• **Text section**

---

In order to understand the gravity of the issue being confronted in this piece, we must go back seventy years to a time plagued with Jim Crow laws that created racial barriers that dehumanized blacks. Through the analysis of individual stories and accounts during this era, we begin to piece together the inequities and injustices blacks confronted, as well as the way in which these inequities continue to persist in today’s society.
One such story that sparked the civil rights movement and continues to draw attention today is the murder, lynching, and torture of Emmett Till. A fourteen-year-old boy, who in addition to being a victim of laws that segregated and placed blacks at an inferior level to whites, was more significantly victim of the racial imbalances and biases set forth by this legislation, ultimately resulting in his gruesome murder.
In August of 1955, a young boy played among his friends in the racist south. After his mother warned him to be careful in Mississippi, a highly segregated state with strong racial biases, he was accused by Caroline Bryant, a white woman, of harassing her in her family’s grocery store. A statement that she would decades later say was false. After Bryant’s husband Roy and his half-brother J.W. Williams heard of the alleged harassment, they abducted Emmett Till at gunpoint from the home he was staying at with his cousins and great uncle.
Roy and Williams beat and tortured Emmett, gouging out one of his eyes and leaving his body severely mutilated. They then took him to the bank of the Tallahatchie River where they killed him with a single gunshot to the heart and tied the boy’s body to a seventy-five-pound metal fan wrapped in barbed wire before dumping his body in the river. Three days later Emmet was found in the river by police and was only identified by a ring he had been wearing with his initials engraved on it.
The news of the murder spread through town and gained nationwide attention after Emmett’s mother, Mamie Till, published pictures of his body in Jet Magazine and The Chicago Defender. She forced the public, regardless of which side they took, to witness the brutality of the murder and understand the disturbing fact of the dangers of being black during this time period. Demonstrating the racial imbalances and biases that took the life of a fourteen-year-old boy, despite being wrongly accused. In continuing to show these disturbing truths, Mamie Till held an open casket funeral, completely displaying Emmett’s body to the public.
These events incited a nationwide movement where blacks and whites gathered together for one overarching purpose. To provide the same inalienable rights, justice, and equality for black individuals and enforce the founding principle that “all men are created equal”.
While the public took to the streets to protest Emmett’s murder, a nationwide dialogue also began to take shape which provided a rationale and support for Bryant and Williams. Many whites in the area resented northerners who came to report on the trial and filled the courtroom support of the defense. Every lawyer in the county volunteered to support Bryant and Williams and ten thousand dollars was raised from local businesses for their defense. A public stigma developed by the racial inequities that prevailed during this time surrounded the case and rationalized their actions. The presiding judge, Curtis L. Swango, segregated the courtroom and left racial epithets and language unpunished. As journalist John Herbers reported, “his actions at the trial were not, I think, to seek justice, but to be sure that his courtroom was totally segregated.”

---

• **Dataset entries**
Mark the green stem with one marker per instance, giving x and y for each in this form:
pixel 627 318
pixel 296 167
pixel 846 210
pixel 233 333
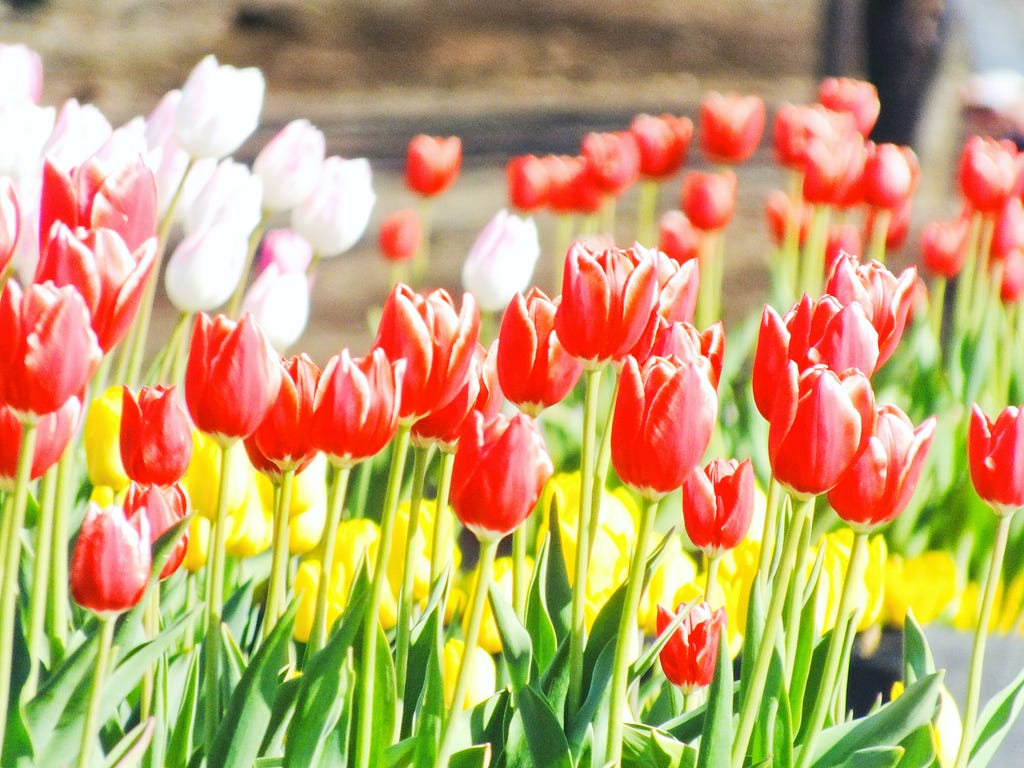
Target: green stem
pixel 421 457
pixel 276 594
pixel 773 622
pixel 627 634
pixel 11 548
pixel 485 568
pixel 339 487
pixel 980 635
pixel 380 583
pixel 837 642
pixel 99 676
pixel 218 535
pixel 578 627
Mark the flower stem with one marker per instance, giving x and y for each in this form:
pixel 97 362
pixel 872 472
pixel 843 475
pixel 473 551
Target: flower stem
pixel 762 657
pixel 339 487
pixel 99 676
pixel 370 626
pixel 578 626
pixel 837 642
pixel 484 570
pixel 11 549
pixel 980 635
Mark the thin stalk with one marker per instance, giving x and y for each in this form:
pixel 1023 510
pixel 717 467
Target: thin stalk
pixel 339 487
pixel 626 640
pixel 99 676
pixel 276 594
pixel 11 548
pixel 980 636
pixel 485 568
pixel 578 627
pixel 380 583
pixel 835 656
pixel 421 457
pixel 773 623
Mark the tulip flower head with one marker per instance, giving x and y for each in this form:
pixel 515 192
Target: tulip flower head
pixel 689 656
pixel 110 567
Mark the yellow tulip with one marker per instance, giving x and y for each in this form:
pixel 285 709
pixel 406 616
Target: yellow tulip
pixel 101 435
pixel 482 678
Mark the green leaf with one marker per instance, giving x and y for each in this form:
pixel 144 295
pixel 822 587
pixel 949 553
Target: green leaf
pixel 995 721
pixel 716 737
pixel 238 740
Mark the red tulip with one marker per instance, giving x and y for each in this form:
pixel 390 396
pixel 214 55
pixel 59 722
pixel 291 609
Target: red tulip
pixel 718 505
pixel 879 485
pixel 534 368
pixel 613 160
pixel 663 421
pixel 731 126
pixel 436 341
pixel 48 351
pixel 887 299
pixel 709 199
pixel 689 656
pixel 284 440
pixel 499 471
pixel 988 172
pixel 232 377
pixel 432 164
pixel 163 508
pixel 156 436
pixel 110 567
pixel 355 408
pixel 943 246
pixel 663 142
pixel 53 432
pixel 855 97
pixel 995 453
pixel 400 235
pixel 820 423
pixel 528 182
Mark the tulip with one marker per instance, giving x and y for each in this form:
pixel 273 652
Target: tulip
pixel 156 436
pixel 355 407
pixel 53 432
pixel 502 260
pixel 879 485
pixel 709 200
pixel 688 658
pixel 995 451
pixel 110 279
pixel 289 165
pixel 731 126
pixel 718 505
pixel 436 341
pixel 110 567
pixel 432 164
pixel 499 471
pixel 820 423
pixel 528 182
pixel 219 109
pixel 335 214
pixel 534 368
pixel 855 97
pixel 663 422
pixel 284 440
pixel 663 142
pixel 20 74
pixel 231 377
pixel 48 351
pixel 607 301
pixel 163 508
pixel 400 235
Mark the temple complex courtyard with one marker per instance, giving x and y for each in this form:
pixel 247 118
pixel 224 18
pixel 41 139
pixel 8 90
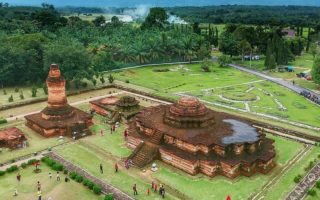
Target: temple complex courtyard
pixel 247 96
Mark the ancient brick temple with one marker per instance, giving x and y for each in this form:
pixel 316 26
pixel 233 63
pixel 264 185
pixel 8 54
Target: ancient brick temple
pixel 116 108
pixel 12 138
pixel 59 118
pixel 196 139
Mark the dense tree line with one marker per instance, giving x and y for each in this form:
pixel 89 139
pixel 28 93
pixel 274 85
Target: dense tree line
pixel 82 48
pixel 257 15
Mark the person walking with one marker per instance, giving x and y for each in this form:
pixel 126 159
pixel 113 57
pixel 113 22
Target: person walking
pixel 135 191
pixel 101 168
pixel 39 195
pixel 58 176
pixel 15 193
pixel 155 188
pixel 50 175
pixel 116 167
pixel 38 185
pixel 18 177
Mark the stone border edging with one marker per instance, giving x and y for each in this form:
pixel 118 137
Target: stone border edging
pixel 106 188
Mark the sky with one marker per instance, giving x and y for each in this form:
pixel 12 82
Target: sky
pixel 163 3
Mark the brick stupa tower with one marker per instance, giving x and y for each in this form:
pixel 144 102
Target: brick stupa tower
pixel 59 118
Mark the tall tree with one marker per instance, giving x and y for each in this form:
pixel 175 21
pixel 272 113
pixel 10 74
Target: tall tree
pixel 316 70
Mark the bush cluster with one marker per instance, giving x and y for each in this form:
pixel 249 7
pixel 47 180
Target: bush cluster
pixel 12 168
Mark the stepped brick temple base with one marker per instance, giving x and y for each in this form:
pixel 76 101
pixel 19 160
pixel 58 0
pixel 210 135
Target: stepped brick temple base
pixel 196 139
pixel 116 108
pixel 59 118
pixel 12 138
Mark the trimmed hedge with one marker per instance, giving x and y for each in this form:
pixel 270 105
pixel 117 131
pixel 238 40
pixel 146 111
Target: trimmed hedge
pixel 3 121
pixel 79 178
pixel 12 168
pixel 97 189
pixel 2 173
pixel 109 197
pixel 24 165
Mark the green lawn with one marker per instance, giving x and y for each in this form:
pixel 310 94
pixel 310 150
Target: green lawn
pixel 191 80
pixel 109 149
pixel 27 188
pixel 201 187
pixel 36 143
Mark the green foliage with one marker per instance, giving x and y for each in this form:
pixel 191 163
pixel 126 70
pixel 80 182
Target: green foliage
pixel 316 70
pixel 98 21
pixel 3 121
pixel 224 61
pixel 57 167
pixel 102 79
pixel 73 59
pixel 10 99
pixel 24 165
pixel 73 175
pixel 79 178
pixel 12 168
pixel 109 197
pixel 157 17
pixel 297 178
pixel 312 192
pixel 97 189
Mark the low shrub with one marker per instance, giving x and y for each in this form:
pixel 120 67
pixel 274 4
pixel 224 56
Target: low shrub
pixel 73 175
pixel 79 179
pixel 85 182
pixel 109 197
pixel 24 165
pixel 318 184
pixel 57 167
pixel 2 173
pixel 297 178
pixel 90 185
pixel 30 162
pixel 12 168
pixel 3 121
pixel 97 189
pixel 312 192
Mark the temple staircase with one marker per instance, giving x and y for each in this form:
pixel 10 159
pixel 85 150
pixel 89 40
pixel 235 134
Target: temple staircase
pixel 115 117
pixel 157 137
pixel 144 154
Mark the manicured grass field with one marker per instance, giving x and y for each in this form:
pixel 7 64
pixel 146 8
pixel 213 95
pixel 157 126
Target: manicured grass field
pixel 109 149
pixel 189 79
pixel 201 187
pixel 27 188
pixel 36 143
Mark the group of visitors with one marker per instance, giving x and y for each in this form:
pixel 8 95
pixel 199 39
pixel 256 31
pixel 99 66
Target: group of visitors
pixel 154 188
pixel 310 96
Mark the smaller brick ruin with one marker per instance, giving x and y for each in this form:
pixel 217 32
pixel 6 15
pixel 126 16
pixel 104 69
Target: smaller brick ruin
pixel 59 118
pixel 12 138
pixel 195 139
pixel 116 108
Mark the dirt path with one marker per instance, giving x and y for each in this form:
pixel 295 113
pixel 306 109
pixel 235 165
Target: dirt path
pixel 308 182
pixel 280 173
pixel 106 188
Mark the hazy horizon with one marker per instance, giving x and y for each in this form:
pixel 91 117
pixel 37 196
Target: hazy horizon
pixel 163 3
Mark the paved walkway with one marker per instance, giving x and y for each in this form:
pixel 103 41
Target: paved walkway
pixel 279 81
pixel 106 188
pixel 308 182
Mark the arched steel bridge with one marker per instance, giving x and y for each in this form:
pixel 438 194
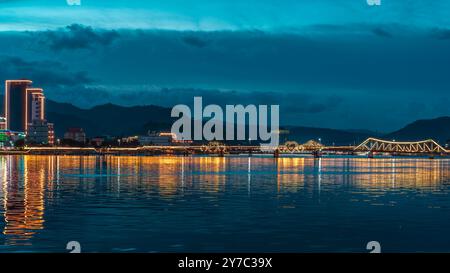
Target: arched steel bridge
pixel 428 146
pixel 371 145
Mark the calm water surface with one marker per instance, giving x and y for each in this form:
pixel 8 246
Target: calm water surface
pixel 212 204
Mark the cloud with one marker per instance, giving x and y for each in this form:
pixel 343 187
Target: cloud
pixel 381 33
pixel 195 41
pixel 45 73
pixel 77 36
pixel 441 34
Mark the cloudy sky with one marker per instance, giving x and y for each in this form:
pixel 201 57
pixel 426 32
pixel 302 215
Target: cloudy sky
pixel 339 64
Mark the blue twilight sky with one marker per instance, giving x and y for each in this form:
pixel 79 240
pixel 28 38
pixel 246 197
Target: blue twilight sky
pixel 329 63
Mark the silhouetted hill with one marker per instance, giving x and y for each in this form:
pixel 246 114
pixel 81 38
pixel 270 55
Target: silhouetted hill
pixel 115 120
pixel 437 129
pixel 108 119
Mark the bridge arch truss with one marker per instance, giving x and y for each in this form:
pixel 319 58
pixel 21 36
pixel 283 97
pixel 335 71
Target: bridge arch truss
pixel 378 145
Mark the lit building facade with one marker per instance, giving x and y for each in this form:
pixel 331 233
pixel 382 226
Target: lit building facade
pixel 41 132
pixel 25 112
pixel 16 104
pixel 36 104
pixel 76 134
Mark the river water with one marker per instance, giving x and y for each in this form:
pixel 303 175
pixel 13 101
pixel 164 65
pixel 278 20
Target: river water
pixel 223 204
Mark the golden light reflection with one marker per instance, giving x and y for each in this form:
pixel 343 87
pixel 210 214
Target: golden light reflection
pixel 30 183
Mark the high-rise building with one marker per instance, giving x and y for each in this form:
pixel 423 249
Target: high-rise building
pixel 36 104
pixel 41 132
pixel 16 105
pixel 76 134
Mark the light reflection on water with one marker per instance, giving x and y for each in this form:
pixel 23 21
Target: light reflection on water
pixel 214 204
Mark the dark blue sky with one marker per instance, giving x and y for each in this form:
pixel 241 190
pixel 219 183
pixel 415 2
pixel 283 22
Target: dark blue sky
pixel 338 64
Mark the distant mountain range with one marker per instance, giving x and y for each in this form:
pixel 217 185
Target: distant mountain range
pixel 115 120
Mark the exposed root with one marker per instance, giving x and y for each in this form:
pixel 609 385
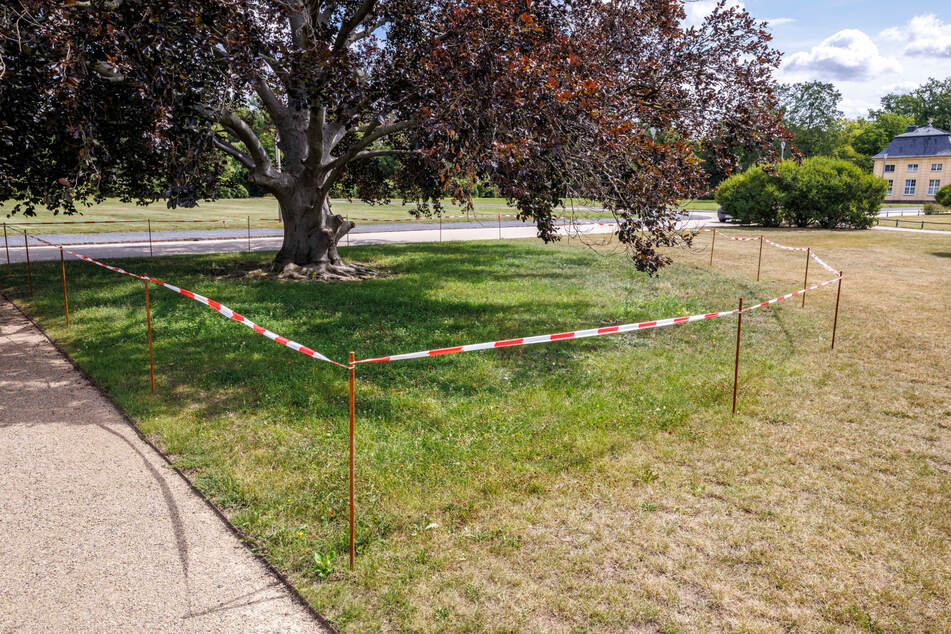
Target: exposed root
pixel 324 272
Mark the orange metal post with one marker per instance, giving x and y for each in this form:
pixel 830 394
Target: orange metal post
pixel 62 262
pixel 6 245
pixel 736 365
pixel 148 322
pixel 759 263
pixel 835 320
pixel 353 372
pixel 805 281
pixel 29 267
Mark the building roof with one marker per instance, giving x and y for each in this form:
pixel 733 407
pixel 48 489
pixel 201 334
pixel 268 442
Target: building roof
pixel 924 141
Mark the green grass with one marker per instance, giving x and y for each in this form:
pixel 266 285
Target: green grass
pixel 262 430
pixel 262 213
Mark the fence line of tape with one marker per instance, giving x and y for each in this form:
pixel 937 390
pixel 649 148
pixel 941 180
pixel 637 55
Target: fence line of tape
pixel 488 345
pixel 214 305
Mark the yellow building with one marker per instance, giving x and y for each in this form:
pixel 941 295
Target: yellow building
pixel 916 165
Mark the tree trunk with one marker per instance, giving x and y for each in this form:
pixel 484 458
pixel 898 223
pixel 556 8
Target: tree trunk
pixel 311 234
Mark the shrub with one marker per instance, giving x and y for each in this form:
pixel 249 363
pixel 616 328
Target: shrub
pixel 829 192
pixel 751 197
pixel 944 196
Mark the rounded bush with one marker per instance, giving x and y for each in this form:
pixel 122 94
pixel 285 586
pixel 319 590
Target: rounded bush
pixel 944 196
pixel 751 197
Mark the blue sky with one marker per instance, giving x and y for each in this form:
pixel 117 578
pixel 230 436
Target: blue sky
pixel 866 48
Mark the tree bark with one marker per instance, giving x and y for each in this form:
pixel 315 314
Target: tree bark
pixel 311 232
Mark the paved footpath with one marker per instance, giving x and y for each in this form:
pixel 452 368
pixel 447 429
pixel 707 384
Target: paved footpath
pixel 97 533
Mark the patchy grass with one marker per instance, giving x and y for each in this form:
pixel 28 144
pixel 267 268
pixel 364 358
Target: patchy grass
pixel 593 485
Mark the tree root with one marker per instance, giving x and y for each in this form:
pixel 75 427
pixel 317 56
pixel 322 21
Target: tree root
pixel 322 272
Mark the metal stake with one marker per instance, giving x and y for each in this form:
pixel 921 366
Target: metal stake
pixel 6 244
pixel 759 263
pixel 29 268
pixel 805 282
pixel 353 372
pixel 62 262
pixel 835 320
pixel 736 363
pixel 148 322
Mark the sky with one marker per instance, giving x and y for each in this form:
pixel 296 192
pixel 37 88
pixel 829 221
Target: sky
pixel 866 48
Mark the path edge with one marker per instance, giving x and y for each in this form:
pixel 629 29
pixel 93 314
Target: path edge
pixel 295 593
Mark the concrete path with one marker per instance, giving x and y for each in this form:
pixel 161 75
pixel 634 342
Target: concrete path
pixel 97 533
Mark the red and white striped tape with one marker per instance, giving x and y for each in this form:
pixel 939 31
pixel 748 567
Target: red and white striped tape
pixel 592 332
pixel 217 306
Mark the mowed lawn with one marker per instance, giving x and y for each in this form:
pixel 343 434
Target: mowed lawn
pixel 261 212
pixel 589 485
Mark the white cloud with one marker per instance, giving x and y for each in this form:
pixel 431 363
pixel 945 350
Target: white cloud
pixel 849 55
pixel 698 10
pixel 923 36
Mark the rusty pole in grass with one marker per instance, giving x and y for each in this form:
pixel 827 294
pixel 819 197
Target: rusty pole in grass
pixel 835 320
pixel 62 262
pixel 29 267
pixel 353 372
pixel 736 363
pixel 759 263
pixel 148 324
pixel 6 244
pixel 805 281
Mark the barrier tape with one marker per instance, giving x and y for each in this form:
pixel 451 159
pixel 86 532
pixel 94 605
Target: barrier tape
pixel 217 306
pixel 488 345
pixel 592 332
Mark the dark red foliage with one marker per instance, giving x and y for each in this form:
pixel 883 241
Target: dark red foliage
pixel 550 100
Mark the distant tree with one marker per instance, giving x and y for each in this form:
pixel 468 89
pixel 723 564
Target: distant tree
pixel 545 99
pixel 930 101
pixel 871 137
pixel 810 110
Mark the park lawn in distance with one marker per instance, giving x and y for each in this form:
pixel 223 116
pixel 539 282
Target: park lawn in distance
pixel 262 213
pixel 598 483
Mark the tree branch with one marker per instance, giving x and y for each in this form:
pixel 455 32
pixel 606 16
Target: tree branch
pixel 226 147
pixel 348 27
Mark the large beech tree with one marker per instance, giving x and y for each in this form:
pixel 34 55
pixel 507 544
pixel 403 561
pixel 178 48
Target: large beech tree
pixel 550 100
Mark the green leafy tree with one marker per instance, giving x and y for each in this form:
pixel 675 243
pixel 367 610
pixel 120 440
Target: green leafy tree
pixel 830 193
pixel 752 197
pixel 811 112
pixel 930 102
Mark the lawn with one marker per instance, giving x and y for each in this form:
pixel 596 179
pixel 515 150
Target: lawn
pixel 599 484
pixel 262 213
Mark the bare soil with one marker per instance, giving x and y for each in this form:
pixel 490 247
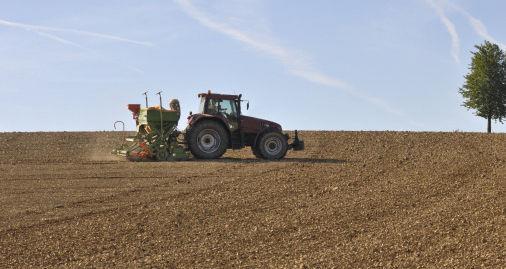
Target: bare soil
pixel 351 200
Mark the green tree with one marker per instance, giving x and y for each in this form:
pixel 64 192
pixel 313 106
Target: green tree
pixel 485 88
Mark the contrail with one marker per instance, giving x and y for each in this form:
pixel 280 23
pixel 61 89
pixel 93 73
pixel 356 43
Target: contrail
pixel 294 62
pixel 40 28
pixel 450 27
pixel 478 26
pixel 73 44
pixel 61 40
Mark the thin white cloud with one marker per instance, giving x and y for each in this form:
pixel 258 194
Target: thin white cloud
pixel 60 40
pixel 436 5
pixel 40 28
pixel 477 25
pixel 41 31
pixel 295 63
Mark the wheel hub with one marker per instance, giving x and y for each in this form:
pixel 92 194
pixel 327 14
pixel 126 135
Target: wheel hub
pixel 273 146
pixel 208 140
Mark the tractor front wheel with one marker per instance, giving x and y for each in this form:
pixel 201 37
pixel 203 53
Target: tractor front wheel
pixel 208 140
pixel 273 146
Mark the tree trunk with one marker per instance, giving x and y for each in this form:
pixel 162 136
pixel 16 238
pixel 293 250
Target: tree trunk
pixel 489 125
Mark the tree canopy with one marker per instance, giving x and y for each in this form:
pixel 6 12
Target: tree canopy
pixel 485 88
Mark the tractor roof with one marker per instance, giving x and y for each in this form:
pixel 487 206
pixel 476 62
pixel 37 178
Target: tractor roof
pixel 219 96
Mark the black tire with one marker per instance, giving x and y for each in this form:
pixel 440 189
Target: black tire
pixel 273 146
pixel 208 140
pixel 256 152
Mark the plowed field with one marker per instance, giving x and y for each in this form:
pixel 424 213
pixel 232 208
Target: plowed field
pixel 351 200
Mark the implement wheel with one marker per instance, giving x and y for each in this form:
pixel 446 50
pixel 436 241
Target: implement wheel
pixel 208 140
pixel 272 146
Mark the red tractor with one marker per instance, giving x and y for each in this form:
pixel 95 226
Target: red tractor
pixel 220 125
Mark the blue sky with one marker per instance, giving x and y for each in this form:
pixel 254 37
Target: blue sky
pixel 320 65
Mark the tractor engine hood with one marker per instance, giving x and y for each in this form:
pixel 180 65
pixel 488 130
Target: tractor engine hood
pixel 254 125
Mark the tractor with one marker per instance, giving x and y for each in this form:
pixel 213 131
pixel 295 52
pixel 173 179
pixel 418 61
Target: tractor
pixel 219 125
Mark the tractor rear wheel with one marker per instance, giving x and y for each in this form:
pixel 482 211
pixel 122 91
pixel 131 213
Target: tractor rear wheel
pixel 273 146
pixel 208 140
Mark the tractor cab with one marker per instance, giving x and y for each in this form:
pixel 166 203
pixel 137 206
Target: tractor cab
pixel 223 106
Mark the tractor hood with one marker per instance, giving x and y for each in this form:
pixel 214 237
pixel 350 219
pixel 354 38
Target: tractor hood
pixel 255 125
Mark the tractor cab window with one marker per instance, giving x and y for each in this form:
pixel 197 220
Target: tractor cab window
pixel 202 105
pixel 226 108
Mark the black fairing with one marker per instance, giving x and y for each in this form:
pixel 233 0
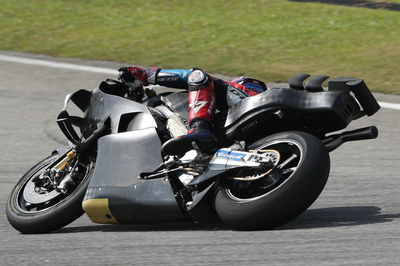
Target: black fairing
pixel 280 109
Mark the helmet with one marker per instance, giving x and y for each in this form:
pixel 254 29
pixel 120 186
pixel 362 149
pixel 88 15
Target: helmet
pixel 252 84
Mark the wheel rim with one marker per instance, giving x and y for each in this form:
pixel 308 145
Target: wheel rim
pixel 32 198
pixel 291 155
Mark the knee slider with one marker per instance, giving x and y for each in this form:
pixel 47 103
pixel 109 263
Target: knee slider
pixel 197 79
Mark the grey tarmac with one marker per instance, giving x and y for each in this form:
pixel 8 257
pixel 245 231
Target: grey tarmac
pixel 355 221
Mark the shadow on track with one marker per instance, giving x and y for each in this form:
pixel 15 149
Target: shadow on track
pixel 313 218
pixel 178 226
pixel 338 217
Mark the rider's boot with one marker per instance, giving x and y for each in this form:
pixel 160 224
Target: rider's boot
pixel 201 112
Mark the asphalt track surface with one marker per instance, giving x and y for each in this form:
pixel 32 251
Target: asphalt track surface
pixel 355 221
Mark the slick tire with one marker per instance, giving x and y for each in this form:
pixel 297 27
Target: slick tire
pixel 53 217
pixel 290 198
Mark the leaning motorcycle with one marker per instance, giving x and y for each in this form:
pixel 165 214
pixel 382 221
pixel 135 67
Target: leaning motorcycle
pixel 271 163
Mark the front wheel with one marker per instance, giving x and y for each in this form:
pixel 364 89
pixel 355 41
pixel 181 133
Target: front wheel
pixel 37 204
pixel 270 199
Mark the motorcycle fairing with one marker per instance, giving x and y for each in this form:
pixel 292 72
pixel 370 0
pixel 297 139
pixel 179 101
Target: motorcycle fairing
pixel 278 109
pixel 120 194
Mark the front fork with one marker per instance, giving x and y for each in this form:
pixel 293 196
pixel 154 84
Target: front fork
pixel 54 176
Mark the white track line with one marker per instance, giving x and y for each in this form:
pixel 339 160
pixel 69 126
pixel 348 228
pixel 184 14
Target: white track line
pixel 45 63
pixel 37 62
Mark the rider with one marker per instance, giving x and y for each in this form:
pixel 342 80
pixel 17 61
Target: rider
pixel 206 93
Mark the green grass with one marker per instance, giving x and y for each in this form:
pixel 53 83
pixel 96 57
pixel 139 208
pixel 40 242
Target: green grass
pixel 271 40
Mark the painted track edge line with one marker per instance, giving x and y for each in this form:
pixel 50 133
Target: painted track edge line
pixel 45 63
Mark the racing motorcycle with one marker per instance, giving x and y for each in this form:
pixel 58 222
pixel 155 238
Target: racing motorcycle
pixel 271 163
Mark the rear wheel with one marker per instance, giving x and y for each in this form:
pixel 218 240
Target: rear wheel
pixel 268 198
pixel 39 204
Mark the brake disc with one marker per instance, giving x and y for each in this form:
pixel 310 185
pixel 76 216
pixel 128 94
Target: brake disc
pixel 272 155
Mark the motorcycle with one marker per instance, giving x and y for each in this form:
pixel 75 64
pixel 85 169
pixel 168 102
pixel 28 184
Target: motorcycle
pixel 271 163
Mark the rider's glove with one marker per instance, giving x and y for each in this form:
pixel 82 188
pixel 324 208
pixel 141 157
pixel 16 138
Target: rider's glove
pixel 132 74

---

• **Required task 1**
Could you rewrite the paragraph of the Emmett Till text that begins "Roy and Williams beat and tortured Emmett" as a short list, keeping its main facts?
• **Required task 2**
Would you continue the Emmett Till text from its last sentence?
The records were taken from a separate source.

• **Exercise answer 1**
- Roy and Williams beat and tortured Emmett, gouging out one of his eyes and leaving his body severely mutilated.
- On the bank of the Tallahatchie River, they killed him with a single gunshot to the heart.
- They tied his body to a seventy-five-pound metal fan wrapped in barbed wire and dumped it in the river.
- Three days later, police found him in the river. He was identified only by a ring engraved with his initials.

• **Exercise answer 2**
After the all-white jury acquitted Bryant and Williams of Emmett’s murder it sparked nationwide outrage and was a leading cause in the incitement of the civil rights movement. This finding demonstrated the lack of justice for black citizens in a system that is based on finding justice for any individual, regardless of race, wealth, or gender. It violates the basic principles the Declaration of Independence establishes where “all men are created equal” and defies the founding truth of the United States. This gained the attention of Martin Luther King Jr. when he spoke on “the evil of racial injustice”, ekoving “the crying voice of a little Emmett C. Till, screaming from the rushing waters in Mississippi”.
After Bryant and Williams gained were acquitted of the murder, they proceeded to confess their complete involvement in the murder and lynching of Till in the 1956 Look magazine profile.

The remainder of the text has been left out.